§ Texto proporcionado:
- - -
En este sentido, la posmodernidad con el auge del consumismo, los cambios permanentes, los intercambios veloces y la insistencia en la instantaneidad, demarcan una vorágine cotidiana en la que el tránsito ininterrumpido y fugaz signa la existencia. Esta ferocidad de la posmodernidad parece contraponerse a los tiempos que la preceden: la sociedad moderna, con el eje puesto en el trabajo, ofertaba cierta estabilidad en las relaciones y sensación de continuidad en la idea de una temporalidad a largo plazo (Bauman Z. , 2007).
De esta manera, las medidas de aislamiento parecen haber contrariado esta perspectiva veloz de los tiempos posmodernos que corren. En contraposición con esta lógica imperante, la casa podría pensarse como un espacio familiar y constante, como aquel lugar donde las cosas que suceden importan significativamente. Se encuentran consignados en sus rincones los derroteros de nuestra historia: las personas que han dejado huella vociferan su presencia en las fotos, los libros que hemos leído, las piezas sin sentido del recuerdo (sin sentido utilitario), como aquella mujer tallada en madera recuerdo del viaje que hicimos una vez.
- - -
§ Extracto de datos:
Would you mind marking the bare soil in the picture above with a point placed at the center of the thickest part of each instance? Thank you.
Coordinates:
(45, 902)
- - -
§ Ejercicios por resolver:
A: Responde estas preguntas sobre el texto sobre la posmodernidad:
(i) ¿Dónde ponía el eje la sociedad moderna?
(ii) ¿Qué parecen haber contrariado las medidas de aislamiento?
(iii) ¿En qué material está tallada la mujer que se recuerda del viaje?
B: Indica si cada frase coincide con el texto sobre la posmodernidad. Contesta sí o no y cita las palabras del texto que lo deciden.
(i) La sociedad moderna ofrecía cierta estabilidad en las relaciones.
(ii) La casa podría pensarse como un espacio cambiante y pasajero.
(iii) Las medidas de aislamiento reforzaron la lógica veloz de la posmodernidad.
C: Prosigue el texto sobre la posmodernidad a partir de su última oración.
Los datos no guardan ninguna relación con el texto sobre la posmodernidad.

§ Respuestas numeradas:
A:
(i) En el trabajo.
(ii) La perspectiva veloz de los tiempos posmodernos.
(iii) En madera.

B:
(i) Sí: "ofertaba cierta estabilidad en las relaciones y sensación de continuidad".
(ii) No: "la casa podría pensarse como un espacio familiar y constante".
(iii) No: "las medidas de aislamiento parecen haber contrariado esta perspectiva veloz de los tiempos posmodernos que corren".

C:
En el derrotero de la vida cotidiana posmoderna, los rincones de la casa vacía descansaban perezosos por horas hasta la irrupción tardía de sus “habitantes” que volvían a refugiarse de la noche. Los muebles se regodeaban de su desorden sin inquietarse por la mirada curiosa de aquellas y aquellos que tenían prisa para detenerse a ver.
Una vez declarado el encierro, me deslizo por la casa y me detengo en una hamaca que descubro en el patio. Ante el viento templado del mediodía observo a mi hija e hijo correr en derredor.
Habitamos nuestra casa actualmente en un tiempo otro, en una temporalidad nueva, con una presencia inusitada y la caída abrupta de los otros espacios de circulación. Recuerdo los primeros días de la medida cuando, en ocasión de dirigirme al trabajo, me encontraba con los paisajes desolados, me encontraba con nada. Aparece, así, una sensación, un estado, que podemos definir como ominoso. Una extrañeza que acompaña este nuevo escenario y que podemos considerar en distintos registros.
Por un lado, la pandemia con su replicación en los innumerables medios de comunicación nos confronta, como refiriera Freud, a la aparición de aquella mortalidad a la que nuestro inconsciente concede tan poco espacio de representación (Freud, 1976, pág. 241).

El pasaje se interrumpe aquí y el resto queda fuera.